On Thursday, April 28th, Senator Cory Booker (D-NJ) confronted Secretary of Agriculture, Tom Vilsack, on policy issues at a closed-door weekly Democratic Policy and Communications Committee lunch. Topics raised by Sen. Booker included food deserts and the prevalence of “junk food” available in inner cities and rural America. Sen. Booker, an avowed vegan, pressed Secretary Vilsack on current policy and programs to reform agribusiness, especially to the benefit of lower income demographics. It is presumed that the tenure of the luncheon discussion elicited a degree of heartburn despite the attempts of Sen. Debbie Stabenow (D-MI) to placate her Senatorial colleague.
The less than congenial interchange is significant as Sen. Booker chairs the Agriculture Subcommittee on Food and Nutrition, Specialty Crops, Organics and Research in the Senate. He maintains that many citizens are “overfed” but “undernourished”. He relates with some degree of substantiation that diabetes is higher in some populations leading to profound and expensive clinical complications. Nutrition is not necessarily the only reason for disparities in diabetes among ethnicities, heredity plays a role in addition to education and cultural factors. Sen. Booker should recognize the complexity of the interaction between nutrition and health and recognize the limited options available to the UDSDA beyond the SNAP programs.
Dissension among members of the Senate Committee and the USDA will have repercussions in framing the 2023 Farm Bill.

STORED DATA>

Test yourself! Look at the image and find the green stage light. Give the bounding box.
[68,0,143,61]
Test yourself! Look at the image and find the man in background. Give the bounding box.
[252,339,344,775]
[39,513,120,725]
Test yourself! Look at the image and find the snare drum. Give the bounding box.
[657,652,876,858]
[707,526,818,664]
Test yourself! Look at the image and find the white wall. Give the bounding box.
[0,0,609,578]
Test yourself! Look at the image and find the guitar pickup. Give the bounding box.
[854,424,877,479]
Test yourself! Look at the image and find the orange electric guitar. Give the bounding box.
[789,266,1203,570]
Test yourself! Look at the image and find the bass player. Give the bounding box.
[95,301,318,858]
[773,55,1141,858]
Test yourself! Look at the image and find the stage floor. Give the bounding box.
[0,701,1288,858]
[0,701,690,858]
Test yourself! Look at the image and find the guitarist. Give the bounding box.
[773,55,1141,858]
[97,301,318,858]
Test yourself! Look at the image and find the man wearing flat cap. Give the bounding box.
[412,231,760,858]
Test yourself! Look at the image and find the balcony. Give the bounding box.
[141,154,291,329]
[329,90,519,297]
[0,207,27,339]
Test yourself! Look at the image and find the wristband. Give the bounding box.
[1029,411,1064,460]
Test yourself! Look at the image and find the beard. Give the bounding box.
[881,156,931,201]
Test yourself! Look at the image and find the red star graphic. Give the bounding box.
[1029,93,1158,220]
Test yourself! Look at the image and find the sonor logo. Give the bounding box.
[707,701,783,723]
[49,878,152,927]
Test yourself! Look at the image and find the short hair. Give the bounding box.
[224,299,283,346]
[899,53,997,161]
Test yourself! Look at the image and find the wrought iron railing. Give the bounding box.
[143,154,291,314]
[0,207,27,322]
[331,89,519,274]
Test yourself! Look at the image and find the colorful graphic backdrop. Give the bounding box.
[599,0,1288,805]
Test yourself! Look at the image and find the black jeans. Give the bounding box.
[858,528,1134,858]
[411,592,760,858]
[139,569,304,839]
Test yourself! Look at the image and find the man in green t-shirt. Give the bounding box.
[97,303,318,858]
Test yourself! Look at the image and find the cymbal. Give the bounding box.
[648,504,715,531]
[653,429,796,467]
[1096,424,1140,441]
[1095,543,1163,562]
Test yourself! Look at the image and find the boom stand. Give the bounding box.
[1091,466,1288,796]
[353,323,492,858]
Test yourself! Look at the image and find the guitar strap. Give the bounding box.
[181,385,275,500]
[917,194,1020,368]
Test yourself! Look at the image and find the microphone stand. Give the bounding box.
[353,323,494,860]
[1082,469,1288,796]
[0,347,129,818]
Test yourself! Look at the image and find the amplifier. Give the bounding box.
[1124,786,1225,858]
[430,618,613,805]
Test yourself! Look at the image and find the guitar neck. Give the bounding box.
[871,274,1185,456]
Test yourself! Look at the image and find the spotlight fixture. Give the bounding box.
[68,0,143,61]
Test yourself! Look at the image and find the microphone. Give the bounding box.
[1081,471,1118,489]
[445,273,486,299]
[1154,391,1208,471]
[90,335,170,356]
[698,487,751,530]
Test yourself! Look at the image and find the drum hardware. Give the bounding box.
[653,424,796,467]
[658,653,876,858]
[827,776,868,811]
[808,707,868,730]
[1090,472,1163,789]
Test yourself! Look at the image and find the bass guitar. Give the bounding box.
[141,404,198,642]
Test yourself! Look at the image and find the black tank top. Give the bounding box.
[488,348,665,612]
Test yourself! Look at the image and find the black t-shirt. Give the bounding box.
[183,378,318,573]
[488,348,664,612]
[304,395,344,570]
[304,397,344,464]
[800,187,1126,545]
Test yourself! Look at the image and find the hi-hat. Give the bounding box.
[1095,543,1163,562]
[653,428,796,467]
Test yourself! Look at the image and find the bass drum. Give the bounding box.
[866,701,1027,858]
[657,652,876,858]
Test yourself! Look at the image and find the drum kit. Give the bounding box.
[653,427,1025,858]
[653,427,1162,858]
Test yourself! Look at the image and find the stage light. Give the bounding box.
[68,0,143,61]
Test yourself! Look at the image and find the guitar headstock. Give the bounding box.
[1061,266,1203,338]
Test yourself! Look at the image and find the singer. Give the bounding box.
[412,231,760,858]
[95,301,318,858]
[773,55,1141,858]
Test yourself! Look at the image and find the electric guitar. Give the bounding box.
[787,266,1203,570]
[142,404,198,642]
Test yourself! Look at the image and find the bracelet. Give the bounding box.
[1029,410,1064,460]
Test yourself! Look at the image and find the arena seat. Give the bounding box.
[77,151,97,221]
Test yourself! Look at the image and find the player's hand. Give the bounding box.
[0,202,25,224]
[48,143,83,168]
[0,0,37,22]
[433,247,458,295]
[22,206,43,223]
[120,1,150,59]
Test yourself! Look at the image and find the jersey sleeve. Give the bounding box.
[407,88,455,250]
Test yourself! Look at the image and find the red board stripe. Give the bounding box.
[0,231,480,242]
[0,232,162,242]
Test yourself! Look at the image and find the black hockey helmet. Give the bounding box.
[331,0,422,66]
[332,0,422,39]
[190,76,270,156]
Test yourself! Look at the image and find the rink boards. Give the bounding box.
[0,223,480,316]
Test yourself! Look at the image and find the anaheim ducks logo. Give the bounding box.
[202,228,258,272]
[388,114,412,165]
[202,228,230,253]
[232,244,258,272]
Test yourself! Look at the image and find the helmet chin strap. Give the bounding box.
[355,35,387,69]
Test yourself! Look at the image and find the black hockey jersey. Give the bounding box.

BRIEF>
In the text on Senator Booker and Secretary Vilsack:
1. On what day and date did Sen. Booker confront Secretary Vilsack?
2. Which Senate subcommittee does Sen. Booker chair?
3. Which farm bill does the text say the dissension will affect?
Answer using only the text above.

EXPECTED ANSWER>
1. Thursday, April 28th.
2. The Agriculture Subcommittee on Food and Nutrition, Specialty Crops, Organics and Research.
3. The 2023 Farm Bill.